* **Exercise passage**
=== Section Start ===

What is the thinking behind this statement? According to LAM researchers Dr. Frank McCormack and Dr. Lisa Henske, the term “cancer” defines a spectrum of diseases which have four elements in common: 1) genetic mutations, 2) loss of control of cellular growth and cell survival, 3) movement of abnormal cells to new sites (metastasis) and, 4) tissue destruction. All of these elements are present in LAM:
  1. Genetic mutations: As in cancer, genetic mutations develop in cells. These mutations allow the cell to multiply, move to other locations in the body (metastasis) and resist dying (apotosis). In cancer cells, there are multiple genetic mutations. In LAM, we know that the TSC1 or TSC2 genes are mutated but additional mutations may occur after the initiation of LAM to make the disease more aggressive in some patients. The mutation in the TSC1 or TSC2 gene is involved in a single but critical pathway that controls cell growth, movement, and survival.
  2. Loss of growth control: Tuberous sclerosis genes (TSC1 or TSC2) control cell growth; when the mutation occurs, the cells lose their ability to stop growing when conditions are such that normal cells would not grow, for example when nutrients are limited.
  3. Metastasis: LAM cells have been shown to move to other sites in the body and to recur in the donor lung of LAM patients who have undergone lung transplantation. Sporadic LAM involves mainly two organ systems, the kidney and the lung, and appears to spread via the lymphatics, which frequently become enlarged in the abdomen and chest. Lymph fluid build up (effusions) occur in many patients with LAM.
  4. Tissue destruction: LAM cells infiltrate and cause cysts in the lung leading to decreased respiratory function. LAM is very slowly progressive, resulting in the slow loss of lung function.
Determining the secrets of cancer is complex due to the multiple genetic mutations involved. In LAM there is only one primary gene mutation, thereby simplifying the study of how cells grow, metastasize and resist cell death. These are crucial areas of research in the study of cancer. This new way of thinking about LAM as a mild form of cancer, has lead prominent cancer researchers to participate in LAM research.

=== Section End ===

* **Tasks to carry out**
[1] List the four elements that, according to the LAM text, the spectrum of diseases called "cancer" has in common.
[2] Per the LAM text, which two organ systems does sporadic LAM mainly involve?
Rely only on the LAM text when answering.

[Referring-expression pointing data]
=== Section Start ===

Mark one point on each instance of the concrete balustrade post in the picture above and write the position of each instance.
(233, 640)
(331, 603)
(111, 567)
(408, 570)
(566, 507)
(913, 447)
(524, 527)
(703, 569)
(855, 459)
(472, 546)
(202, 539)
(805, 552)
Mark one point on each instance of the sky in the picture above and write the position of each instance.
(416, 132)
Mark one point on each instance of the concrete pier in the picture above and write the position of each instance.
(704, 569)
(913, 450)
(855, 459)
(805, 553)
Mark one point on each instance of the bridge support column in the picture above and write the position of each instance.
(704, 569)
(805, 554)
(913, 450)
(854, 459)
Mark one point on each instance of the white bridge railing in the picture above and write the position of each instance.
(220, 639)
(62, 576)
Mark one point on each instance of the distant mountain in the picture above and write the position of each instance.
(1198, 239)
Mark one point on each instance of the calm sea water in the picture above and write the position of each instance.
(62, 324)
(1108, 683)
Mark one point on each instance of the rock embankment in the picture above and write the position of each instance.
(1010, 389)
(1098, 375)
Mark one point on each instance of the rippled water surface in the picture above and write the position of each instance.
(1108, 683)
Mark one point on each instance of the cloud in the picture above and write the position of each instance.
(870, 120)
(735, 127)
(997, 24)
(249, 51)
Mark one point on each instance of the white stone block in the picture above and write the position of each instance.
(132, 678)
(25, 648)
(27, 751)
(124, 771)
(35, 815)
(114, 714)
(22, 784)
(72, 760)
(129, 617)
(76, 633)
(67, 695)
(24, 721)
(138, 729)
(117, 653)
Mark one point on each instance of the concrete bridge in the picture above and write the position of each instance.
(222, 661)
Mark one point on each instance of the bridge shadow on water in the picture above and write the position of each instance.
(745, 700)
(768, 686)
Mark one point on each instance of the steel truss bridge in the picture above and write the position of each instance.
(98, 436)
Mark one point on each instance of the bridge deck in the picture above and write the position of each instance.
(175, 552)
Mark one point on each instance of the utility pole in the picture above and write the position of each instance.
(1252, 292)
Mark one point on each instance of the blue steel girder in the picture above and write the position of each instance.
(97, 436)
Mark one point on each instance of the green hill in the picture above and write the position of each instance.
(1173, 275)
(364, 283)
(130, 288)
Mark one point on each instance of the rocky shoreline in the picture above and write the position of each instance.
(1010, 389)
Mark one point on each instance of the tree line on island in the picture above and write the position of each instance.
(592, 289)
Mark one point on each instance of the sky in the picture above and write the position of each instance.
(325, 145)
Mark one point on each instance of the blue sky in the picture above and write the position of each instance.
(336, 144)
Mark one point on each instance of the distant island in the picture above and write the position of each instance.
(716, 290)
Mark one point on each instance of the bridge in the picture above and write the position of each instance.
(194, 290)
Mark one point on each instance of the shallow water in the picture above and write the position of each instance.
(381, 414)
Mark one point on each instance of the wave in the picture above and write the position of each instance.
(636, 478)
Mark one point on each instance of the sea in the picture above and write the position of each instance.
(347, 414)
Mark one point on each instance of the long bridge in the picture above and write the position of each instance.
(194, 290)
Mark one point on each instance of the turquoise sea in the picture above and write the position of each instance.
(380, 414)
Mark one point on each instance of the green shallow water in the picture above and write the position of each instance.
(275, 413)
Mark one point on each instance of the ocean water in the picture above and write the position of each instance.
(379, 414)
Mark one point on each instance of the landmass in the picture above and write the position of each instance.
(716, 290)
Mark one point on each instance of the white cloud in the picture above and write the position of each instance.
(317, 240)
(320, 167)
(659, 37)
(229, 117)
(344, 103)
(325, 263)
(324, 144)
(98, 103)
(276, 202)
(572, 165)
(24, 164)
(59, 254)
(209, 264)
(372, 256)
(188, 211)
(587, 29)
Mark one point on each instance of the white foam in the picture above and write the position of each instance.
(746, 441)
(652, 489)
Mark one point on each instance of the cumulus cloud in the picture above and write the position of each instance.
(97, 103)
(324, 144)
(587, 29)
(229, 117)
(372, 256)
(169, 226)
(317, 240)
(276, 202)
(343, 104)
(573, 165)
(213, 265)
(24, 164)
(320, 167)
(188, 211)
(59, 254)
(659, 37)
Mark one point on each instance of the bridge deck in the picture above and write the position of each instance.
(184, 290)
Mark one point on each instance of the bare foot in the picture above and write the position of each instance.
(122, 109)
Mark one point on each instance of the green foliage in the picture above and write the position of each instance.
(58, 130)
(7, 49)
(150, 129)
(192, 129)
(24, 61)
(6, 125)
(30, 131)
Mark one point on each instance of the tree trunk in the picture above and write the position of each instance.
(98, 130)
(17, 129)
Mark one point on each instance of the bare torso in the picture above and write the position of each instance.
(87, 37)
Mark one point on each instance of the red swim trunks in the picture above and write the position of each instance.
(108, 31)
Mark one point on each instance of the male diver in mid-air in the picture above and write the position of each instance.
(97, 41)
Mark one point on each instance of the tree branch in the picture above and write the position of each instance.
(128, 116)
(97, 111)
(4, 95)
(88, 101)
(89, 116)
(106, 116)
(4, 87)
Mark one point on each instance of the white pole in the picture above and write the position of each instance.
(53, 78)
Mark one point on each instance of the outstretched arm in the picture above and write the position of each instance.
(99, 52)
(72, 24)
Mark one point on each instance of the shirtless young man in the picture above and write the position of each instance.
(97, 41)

=== Section End ===

* **Results of the exercise**
[1]
1) Genetic mutations
2) Loss of control of cellular growth and cell survival
3) Movement of abnormal cells to new sites (metastasis)
4) Tissue destruction

[2] The kidney and the lung.